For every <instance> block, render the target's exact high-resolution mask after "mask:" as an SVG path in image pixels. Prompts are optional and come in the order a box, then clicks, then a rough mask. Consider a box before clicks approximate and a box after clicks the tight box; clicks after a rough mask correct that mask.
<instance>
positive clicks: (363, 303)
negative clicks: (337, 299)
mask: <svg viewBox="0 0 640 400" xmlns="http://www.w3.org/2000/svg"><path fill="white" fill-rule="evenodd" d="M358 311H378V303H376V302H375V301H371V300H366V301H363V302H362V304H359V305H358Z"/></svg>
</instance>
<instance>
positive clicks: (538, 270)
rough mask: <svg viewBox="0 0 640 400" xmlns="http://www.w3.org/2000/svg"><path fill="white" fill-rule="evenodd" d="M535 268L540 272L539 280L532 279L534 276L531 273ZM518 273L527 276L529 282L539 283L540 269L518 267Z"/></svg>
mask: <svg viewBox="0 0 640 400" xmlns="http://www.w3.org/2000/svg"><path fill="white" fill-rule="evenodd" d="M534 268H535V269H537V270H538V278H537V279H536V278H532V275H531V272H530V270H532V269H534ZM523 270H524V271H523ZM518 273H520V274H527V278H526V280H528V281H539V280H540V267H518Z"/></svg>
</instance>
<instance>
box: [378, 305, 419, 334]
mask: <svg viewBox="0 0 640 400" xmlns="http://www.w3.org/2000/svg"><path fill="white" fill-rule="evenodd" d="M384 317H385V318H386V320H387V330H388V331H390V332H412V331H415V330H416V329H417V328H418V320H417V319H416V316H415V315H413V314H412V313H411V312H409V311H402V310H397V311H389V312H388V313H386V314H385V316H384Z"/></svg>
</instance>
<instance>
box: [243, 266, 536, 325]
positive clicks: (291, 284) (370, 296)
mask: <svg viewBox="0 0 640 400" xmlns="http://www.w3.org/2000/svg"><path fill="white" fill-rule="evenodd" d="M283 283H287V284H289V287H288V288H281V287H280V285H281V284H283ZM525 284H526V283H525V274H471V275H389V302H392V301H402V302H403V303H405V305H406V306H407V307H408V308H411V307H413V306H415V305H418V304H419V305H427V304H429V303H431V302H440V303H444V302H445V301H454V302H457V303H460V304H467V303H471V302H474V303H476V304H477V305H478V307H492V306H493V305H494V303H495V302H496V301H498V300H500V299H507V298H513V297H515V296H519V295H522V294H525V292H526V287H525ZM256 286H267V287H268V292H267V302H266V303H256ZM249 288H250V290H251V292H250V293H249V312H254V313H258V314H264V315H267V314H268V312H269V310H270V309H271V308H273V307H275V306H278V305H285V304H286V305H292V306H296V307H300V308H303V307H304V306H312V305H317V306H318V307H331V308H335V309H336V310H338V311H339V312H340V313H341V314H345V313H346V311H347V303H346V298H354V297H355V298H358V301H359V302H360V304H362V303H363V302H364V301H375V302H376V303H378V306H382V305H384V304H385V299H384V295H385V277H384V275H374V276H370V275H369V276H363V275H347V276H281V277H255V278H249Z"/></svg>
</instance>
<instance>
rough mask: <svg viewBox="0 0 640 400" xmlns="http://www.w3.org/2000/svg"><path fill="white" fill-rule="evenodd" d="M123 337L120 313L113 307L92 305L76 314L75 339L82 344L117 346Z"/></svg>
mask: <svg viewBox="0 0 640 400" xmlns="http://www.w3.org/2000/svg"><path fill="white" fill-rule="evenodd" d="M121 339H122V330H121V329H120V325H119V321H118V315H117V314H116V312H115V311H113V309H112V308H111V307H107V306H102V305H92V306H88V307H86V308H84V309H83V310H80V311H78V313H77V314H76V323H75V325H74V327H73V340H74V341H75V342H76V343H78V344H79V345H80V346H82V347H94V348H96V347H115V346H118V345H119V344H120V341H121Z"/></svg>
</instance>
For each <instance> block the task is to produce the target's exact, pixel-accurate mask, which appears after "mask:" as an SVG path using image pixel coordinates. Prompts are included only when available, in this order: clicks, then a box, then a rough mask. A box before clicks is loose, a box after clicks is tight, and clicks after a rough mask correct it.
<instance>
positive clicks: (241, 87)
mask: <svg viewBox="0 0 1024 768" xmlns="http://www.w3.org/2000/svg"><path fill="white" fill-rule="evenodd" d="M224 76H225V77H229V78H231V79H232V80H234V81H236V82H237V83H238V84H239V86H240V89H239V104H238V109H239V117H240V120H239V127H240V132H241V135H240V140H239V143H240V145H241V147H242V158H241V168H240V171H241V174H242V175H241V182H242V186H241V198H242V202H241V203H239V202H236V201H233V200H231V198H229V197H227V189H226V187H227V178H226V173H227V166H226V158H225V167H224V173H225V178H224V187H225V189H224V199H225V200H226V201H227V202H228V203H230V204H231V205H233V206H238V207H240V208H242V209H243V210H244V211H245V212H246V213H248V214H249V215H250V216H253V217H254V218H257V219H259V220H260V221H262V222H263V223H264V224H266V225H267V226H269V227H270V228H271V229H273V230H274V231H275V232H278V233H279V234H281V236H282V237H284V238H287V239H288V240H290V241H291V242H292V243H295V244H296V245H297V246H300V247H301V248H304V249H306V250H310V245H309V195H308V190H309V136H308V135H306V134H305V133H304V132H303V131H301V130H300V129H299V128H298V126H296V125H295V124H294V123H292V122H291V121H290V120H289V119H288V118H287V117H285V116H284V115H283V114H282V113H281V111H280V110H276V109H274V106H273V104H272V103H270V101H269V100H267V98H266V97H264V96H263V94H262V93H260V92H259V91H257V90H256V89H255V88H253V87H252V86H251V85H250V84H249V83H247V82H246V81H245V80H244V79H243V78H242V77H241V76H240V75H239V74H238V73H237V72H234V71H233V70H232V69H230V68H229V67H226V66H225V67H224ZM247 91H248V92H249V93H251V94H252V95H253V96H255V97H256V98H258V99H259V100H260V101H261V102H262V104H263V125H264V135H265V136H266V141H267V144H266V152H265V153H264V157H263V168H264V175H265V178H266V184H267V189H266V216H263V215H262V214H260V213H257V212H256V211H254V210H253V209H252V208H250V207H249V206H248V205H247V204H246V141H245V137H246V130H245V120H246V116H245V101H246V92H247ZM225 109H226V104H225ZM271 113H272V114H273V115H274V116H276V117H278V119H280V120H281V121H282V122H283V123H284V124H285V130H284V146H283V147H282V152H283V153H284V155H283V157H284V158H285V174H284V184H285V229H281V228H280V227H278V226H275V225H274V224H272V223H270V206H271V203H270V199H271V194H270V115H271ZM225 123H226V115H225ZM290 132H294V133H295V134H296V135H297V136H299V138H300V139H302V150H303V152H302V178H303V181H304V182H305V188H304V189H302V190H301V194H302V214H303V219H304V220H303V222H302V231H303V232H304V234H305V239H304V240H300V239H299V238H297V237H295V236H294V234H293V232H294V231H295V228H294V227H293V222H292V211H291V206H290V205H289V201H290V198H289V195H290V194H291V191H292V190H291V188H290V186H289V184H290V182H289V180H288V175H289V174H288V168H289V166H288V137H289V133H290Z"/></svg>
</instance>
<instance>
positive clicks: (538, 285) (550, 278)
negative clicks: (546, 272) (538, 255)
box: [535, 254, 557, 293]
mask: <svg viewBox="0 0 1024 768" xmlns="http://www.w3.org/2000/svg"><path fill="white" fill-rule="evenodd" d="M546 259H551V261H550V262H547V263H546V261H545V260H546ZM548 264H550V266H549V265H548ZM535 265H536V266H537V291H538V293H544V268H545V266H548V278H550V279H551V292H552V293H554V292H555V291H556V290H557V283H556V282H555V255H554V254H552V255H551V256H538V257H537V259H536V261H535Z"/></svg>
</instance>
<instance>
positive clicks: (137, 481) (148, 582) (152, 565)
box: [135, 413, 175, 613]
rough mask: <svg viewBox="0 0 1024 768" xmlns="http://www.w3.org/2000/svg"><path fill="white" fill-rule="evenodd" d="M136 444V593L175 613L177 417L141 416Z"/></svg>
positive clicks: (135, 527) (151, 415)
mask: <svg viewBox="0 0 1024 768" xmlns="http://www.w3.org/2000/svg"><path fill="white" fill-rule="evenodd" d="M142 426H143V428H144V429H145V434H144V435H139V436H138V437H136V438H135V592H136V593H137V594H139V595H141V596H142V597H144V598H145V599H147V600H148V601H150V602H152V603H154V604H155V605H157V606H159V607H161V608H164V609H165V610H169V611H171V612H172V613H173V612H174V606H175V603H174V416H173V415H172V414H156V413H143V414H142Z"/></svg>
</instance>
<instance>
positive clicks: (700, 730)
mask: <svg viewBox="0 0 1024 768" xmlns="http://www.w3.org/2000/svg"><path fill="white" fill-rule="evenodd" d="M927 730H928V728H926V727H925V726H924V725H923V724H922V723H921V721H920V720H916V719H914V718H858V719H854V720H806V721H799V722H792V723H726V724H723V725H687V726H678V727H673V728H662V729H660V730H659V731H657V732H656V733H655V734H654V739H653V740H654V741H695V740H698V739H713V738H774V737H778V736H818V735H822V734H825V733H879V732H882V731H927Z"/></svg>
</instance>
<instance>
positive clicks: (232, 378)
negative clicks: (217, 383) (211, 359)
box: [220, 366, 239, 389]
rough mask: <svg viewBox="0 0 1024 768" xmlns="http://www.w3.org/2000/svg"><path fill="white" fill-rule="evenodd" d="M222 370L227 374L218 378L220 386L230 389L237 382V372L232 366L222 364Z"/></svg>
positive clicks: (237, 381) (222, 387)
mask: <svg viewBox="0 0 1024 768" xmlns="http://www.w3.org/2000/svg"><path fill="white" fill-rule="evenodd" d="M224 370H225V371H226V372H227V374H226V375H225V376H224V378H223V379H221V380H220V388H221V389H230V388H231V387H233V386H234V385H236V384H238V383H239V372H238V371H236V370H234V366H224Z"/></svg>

----

- Task instructions:
Beginning with the line that holds "370L227 374L218 378L220" and ending with the last line of the data, copy each line exactly and add nothing.

- Result below:
rough mask: <svg viewBox="0 0 1024 768" xmlns="http://www.w3.org/2000/svg"><path fill="white" fill-rule="evenodd" d="M222 370L227 374L218 378L220 386L230 389L237 382V372L232 366L222 364Z"/></svg>
positive clicks: (237, 381) (222, 387)
mask: <svg viewBox="0 0 1024 768" xmlns="http://www.w3.org/2000/svg"><path fill="white" fill-rule="evenodd" d="M224 370H225V371H226V372H227V374H226V375H225V376H224V378H223V379H221V380H220V388H221V389H230V388H231V387H233V386H234V385H236V384H238V383H239V372H238V371H236V370H234V366H224Z"/></svg>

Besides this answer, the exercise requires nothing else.